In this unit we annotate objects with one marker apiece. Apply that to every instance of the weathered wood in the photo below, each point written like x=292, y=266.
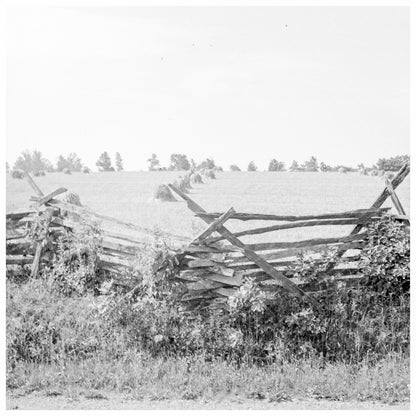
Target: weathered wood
x=39, y=246
x=51, y=195
x=395, y=198
x=247, y=251
x=34, y=186
x=19, y=260
x=202, y=285
x=306, y=243
x=397, y=180
x=263, y=230
x=18, y=215
x=248, y=217
x=130, y=226
x=122, y=248
x=294, y=252
x=16, y=236
x=213, y=226
x=225, y=292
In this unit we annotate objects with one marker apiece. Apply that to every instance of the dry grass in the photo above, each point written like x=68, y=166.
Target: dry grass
x=142, y=377
x=129, y=196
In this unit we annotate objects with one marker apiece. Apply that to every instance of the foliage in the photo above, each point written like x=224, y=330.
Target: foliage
x=76, y=270
x=352, y=325
x=235, y=168
x=310, y=165
x=392, y=163
x=294, y=167
x=154, y=163
x=18, y=174
x=32, y=162
x=104, y=163
x=275, y=166
x=119, y=162
x=323, y=167
x=71, y=162
x=251, y=167
x=179, y=162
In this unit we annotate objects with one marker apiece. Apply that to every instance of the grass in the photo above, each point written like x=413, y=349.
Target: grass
x=129, y=196
x=142, y=377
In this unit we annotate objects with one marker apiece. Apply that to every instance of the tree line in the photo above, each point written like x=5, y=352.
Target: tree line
x=34, y=162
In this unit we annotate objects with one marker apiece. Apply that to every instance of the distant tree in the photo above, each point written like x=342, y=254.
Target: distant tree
x=153, y=162
x=32, y=162
x=119, y=162
x=235, y=168
x=294, y=167
x=206, y=164
x=193, y=164
x=392, y=163
x=71, y=162
x=179, y=162
x=104, y=163
x=276, y=166
x=251, y=167
x=323, y=167
x=311, y=165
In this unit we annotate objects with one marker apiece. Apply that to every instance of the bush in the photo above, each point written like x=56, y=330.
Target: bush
x=196, y=178
x=353, y=325
x=163, y=193
x=18, y=174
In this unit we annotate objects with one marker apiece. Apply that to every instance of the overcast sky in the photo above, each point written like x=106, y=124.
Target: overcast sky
x=235, y=84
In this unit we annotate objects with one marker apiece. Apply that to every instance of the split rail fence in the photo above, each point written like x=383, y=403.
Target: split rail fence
x=216, y=263
x=32, y=236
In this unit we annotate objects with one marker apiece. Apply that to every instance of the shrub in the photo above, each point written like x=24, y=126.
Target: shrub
x=163, y=193
x=18, y=174
x=196, y=178
x=209, y=173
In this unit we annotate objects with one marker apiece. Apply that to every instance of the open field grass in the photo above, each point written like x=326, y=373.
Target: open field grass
x=129, y=196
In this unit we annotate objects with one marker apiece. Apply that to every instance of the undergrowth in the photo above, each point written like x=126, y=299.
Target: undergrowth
x=69, y=324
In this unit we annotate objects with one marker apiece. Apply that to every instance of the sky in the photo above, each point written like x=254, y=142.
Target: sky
x=232, y=83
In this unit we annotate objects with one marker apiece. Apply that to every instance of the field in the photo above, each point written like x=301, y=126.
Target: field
x=128, y=196
x=105, y=353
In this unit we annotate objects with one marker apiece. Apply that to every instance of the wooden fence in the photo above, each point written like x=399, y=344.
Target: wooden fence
x=214, y=267
x=32, y=236
x=215, y=264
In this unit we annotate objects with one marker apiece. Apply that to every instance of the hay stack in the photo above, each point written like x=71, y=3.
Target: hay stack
x=180, y=184
x=69, y=198
x=17, y=174
x=210, y=174
x=187, y=180
x=163, y=193
x=196, y=178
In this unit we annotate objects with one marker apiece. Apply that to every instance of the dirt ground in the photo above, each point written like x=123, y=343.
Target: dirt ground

========================================================================

TASK INSTRUCTIONS |
Give back the whole listing exactly as it stands. No pictures belong in the copy.

ANSWER BELOW |
In this unit we annotate objects with one marker apiece. Apply that to every instance of the weathered wood in the photo below, each point written like x=292, y=266.
Target: weathered wood
x=39, y=246
x=51, y=195
x=395, y=198
x=247, y=251
x=34, y=186
x=19, y=260
x=202, y=285
x=306, y=243
x=397, y=180
x=263, y=230
x=18, y=215
x=248, y=217
x=130, y=226
x=122, y=248
x=294, y=252
x=16, y=236
x=213, y=226
x=225, y=292
In this unit we annotate objects with one marker apiece. Apply that to every instance of the dry grass in the photo above, each point written like x=68, y=166.
Target: dry grass
x=142, y=377
x=129, y=196
In this unit we annotate objects with one marker apiece. Apply that to every instance of the foliage in the photo above, each point written like x=224, y=330.
Target: foliage
x=76, y=270
x=352, y=325
x=235, y=168
x=310, y=165
x=392, y=163
x=294, y=167
x=154, y=163
x=18, y=174
x=32, y=162
x=104, y=163
x=275, y=166
x=119, y=162
x=323, y=167
x=71, y=162
x=251, y=167
x=179, y=162
In this unit we annotate objects with one marker apiece. Apply that to every instance of the grass in the photo above, each point written like x=413, y=349.
Target: grass
x=129, y=196
x=142, y=377
In this unit we annotate objects with one marker apiece. Apply that to every instance of the tree line in the photo above, each point written like x=5, y=352.
Target: tree line
x=34, y=162
In this unit we annotate objects with one marker apiece. Apply that to every instance of the distant tree in the photo above, each point written like x=342, y=254.
Target: distant tree
x=153, y=162
x=32, y=162
x=119, y=162
x=235, y=168
x=294, y=167
x=206, y=164
x=193, y=164
x=392, y=163
x=71, y=162
x=179, y=162
x=104, y=163
x=276, y=166
x=251, y=167
x=323, y=167
x=311, y=165
In this unit we annotate objects with one marker apiece. Apply that to every instance of the bush in the photo above, each point written like x=56, y=330.
Target: bush
x=196, y=178
x=353, y=325
x=163, y=193
x=18, y=174
In this unit we annotate objects with one marker apiece. Apply that to every instance of the overcast sky in the photo above, each point written like x=106, y=124.
Target: overcast sky
x=235, y=84
In this unit we annotate objects with one marker apiece. Apply that to every instance of the split rail fence in the photo above, each point written like x=383, y=403.
Target: split rail fence
x=216, y=263
x=32, y=236
In this unit we annotate objects with one marker apiece. Apply that to every instance of the shrub in the photo above, each point written like x=24, y=126.
Target: shrub
x=163, y=193
x=18, y=174
x=196, y=178
x=209, y=173
In this unit we annotate objects with one marker apiece. Apply that to every instance of the open field grass in the photo above, each point written like x=326, y=373.
Target: open field grass
x=129, y=196
In this unit we annotate objects with one marker apiece. Apply that to every instance of the undergrowth in the photo above, each point written like x=126, y=299.
Target: undergrowth
x=69, y=324
In this unit we annotate objects with one marker apiece. Apply that to every instance of the sky in the photo above, each point written like x=254, y=142.
Target: sky
x=232, y=83
In this unit we annotate objects with one marker apiece. Apply that to every instance of the field in the photo above, each point written like x=301, y=126.
Target: field
x=128, y=196
x=105, y=353
In this unit we annotate objects with one marker apiece. Apply that to every instance of the wooden fence in the photo above, each point written like x=399, y=344.
Target: wooden fence
x=214, y=267
x=32, y=236
x=215, y=264
In this unit we annotate objects with one marker apiece. Apply that to every instance of the hay stack in the photo above, each point written like x=71, y=3.
Target: hay stack
x=180, y=184
x=69, y=198
x=17, y=174
x=210, y=174
x=187, y=180
x=163, y=193
x=196, y=178
In this unit we annotate objects with one marker apiece. Apply that to every instance of the dirt ground in the photo above, each point written like x=123, y=343.
Target: dirt ground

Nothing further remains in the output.